SOURCE INFORMATION:
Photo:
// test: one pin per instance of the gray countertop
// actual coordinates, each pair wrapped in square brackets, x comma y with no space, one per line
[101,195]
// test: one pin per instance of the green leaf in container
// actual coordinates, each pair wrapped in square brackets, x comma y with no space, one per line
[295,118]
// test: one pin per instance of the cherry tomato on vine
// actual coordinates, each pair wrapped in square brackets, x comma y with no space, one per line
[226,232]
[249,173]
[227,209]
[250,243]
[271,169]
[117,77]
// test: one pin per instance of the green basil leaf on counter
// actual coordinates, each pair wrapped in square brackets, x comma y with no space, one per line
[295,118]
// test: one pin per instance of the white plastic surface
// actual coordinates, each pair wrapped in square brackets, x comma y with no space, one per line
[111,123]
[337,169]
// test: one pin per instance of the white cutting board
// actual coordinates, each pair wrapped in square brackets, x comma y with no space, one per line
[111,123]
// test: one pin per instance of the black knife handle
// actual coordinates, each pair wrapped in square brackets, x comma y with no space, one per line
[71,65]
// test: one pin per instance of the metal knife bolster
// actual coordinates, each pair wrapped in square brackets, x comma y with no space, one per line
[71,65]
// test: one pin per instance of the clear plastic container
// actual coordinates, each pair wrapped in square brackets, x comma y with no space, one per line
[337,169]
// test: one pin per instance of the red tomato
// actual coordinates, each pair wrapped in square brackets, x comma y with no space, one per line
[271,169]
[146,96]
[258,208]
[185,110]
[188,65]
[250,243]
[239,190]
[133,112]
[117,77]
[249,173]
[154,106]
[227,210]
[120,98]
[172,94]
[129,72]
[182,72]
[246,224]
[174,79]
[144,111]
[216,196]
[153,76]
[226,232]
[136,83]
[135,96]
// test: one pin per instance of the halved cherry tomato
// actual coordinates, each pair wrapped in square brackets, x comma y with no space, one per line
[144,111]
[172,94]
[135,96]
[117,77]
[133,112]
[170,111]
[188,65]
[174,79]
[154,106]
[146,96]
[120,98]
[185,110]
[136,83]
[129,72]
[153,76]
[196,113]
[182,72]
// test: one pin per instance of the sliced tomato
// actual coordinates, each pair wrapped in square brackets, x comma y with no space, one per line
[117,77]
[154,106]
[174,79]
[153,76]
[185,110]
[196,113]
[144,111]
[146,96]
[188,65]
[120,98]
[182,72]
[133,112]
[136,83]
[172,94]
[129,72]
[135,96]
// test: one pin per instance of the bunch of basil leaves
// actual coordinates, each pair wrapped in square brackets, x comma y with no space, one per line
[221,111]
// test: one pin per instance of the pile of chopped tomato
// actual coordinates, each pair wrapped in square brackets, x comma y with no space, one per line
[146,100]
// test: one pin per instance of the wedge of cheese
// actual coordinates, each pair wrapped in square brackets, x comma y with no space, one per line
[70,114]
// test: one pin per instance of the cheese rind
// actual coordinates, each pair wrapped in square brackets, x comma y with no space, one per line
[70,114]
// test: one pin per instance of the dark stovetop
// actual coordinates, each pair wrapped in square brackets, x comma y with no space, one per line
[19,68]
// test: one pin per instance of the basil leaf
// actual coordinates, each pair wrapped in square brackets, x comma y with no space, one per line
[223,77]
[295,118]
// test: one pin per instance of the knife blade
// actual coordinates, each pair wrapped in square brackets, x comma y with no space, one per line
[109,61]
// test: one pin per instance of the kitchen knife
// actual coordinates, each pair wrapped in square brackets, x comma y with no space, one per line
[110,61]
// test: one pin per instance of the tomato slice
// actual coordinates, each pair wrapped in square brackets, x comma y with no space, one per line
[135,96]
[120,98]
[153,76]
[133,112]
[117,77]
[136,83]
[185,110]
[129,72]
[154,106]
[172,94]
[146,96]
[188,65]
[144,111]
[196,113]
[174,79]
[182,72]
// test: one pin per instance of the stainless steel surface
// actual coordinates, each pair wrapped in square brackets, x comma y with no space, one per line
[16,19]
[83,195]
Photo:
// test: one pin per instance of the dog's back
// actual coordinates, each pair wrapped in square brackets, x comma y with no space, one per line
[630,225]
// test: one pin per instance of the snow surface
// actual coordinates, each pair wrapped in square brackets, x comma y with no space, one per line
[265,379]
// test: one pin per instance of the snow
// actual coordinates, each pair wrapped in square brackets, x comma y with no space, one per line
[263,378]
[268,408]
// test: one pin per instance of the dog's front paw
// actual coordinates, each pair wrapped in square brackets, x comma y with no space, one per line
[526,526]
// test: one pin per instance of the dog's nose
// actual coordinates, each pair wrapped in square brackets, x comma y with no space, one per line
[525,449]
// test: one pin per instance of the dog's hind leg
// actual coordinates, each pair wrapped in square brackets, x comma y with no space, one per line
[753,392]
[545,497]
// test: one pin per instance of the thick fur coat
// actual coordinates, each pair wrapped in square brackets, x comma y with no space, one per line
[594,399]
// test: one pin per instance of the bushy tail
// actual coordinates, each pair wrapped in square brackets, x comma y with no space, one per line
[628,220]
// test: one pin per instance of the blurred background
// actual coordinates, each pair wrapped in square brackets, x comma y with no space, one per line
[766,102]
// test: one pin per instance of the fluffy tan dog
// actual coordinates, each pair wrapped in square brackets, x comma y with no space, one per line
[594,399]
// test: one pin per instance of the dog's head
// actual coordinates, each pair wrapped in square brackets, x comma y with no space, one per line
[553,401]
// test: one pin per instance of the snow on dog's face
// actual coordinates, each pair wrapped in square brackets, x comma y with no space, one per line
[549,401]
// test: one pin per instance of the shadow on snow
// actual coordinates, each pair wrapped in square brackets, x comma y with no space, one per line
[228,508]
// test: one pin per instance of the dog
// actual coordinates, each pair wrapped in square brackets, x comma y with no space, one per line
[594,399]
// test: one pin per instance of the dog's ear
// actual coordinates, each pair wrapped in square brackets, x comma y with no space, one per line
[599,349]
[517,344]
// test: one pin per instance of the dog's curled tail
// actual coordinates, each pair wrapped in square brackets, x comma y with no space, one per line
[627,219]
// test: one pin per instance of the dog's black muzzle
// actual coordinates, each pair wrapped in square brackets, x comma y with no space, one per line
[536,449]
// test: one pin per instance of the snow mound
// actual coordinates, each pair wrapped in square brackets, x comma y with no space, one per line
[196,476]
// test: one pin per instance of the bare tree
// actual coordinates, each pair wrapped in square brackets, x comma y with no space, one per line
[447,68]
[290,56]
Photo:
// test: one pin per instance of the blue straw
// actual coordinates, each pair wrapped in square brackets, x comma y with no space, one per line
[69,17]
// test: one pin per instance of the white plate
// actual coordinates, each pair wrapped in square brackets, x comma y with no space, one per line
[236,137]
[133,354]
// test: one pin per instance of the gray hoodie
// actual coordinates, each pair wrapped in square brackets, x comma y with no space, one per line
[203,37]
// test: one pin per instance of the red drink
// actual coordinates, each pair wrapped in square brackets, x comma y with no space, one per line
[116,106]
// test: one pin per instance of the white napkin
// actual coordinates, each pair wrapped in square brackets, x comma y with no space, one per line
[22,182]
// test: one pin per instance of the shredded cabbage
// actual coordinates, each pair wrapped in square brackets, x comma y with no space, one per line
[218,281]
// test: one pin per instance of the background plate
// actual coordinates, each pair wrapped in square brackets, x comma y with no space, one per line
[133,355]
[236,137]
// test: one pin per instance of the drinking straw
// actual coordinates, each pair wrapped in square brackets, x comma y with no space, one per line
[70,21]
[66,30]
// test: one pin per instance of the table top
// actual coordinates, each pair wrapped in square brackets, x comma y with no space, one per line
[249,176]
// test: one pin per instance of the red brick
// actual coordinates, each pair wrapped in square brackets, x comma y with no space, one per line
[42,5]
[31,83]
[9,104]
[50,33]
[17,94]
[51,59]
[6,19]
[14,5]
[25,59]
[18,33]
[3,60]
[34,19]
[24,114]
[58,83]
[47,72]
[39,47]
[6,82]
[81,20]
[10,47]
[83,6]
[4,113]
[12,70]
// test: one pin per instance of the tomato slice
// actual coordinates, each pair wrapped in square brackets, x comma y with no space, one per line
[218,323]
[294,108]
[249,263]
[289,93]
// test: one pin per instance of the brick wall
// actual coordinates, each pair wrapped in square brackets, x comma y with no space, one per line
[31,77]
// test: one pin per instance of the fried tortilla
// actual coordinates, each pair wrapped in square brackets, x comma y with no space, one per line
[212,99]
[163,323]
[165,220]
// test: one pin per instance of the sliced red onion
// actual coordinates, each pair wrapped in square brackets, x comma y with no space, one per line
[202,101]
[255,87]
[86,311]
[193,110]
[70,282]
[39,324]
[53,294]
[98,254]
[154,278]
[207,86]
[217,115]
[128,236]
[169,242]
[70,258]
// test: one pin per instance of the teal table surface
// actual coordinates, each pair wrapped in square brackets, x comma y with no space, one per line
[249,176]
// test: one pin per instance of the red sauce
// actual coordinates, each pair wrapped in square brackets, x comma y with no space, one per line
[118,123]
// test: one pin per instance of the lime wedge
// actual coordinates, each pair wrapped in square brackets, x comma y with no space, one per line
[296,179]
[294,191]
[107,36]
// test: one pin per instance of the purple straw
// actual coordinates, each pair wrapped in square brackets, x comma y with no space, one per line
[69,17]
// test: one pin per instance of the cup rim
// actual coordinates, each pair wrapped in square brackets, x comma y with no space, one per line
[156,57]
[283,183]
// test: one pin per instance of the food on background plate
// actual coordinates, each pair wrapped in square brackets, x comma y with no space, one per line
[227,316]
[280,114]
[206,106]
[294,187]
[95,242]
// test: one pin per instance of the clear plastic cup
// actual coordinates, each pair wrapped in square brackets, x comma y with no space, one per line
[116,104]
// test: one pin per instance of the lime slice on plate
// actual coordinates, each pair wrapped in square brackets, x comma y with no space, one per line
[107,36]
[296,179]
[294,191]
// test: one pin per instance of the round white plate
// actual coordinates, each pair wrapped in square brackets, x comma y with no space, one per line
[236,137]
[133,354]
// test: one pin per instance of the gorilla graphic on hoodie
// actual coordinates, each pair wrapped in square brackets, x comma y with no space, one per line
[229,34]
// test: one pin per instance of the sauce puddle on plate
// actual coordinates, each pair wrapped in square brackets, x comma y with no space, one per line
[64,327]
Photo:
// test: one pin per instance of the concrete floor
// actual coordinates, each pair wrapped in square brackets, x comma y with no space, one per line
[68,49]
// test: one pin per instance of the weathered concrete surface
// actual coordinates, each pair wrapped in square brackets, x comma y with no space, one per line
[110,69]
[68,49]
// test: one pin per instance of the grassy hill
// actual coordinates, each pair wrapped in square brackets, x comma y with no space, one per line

EXERCISE DETAILS:
Within the material above, transcribe exactly the lines that run from the line holding "black knife handle" through the line holding "clear plastic container".

RESPONSE AREA:
// test: one pin per instance of the black knife handle
// actual coordinates, each pair wrapped in square brackets, x comma y with no space, one per line
[71,65]
// test: one pin per instance of the metal knife bolster
// actual coordinates, each pair wrapped in square brackets, x comma y with no space, one per line
[71,65]
// test: one pin per instance of the clear plastic container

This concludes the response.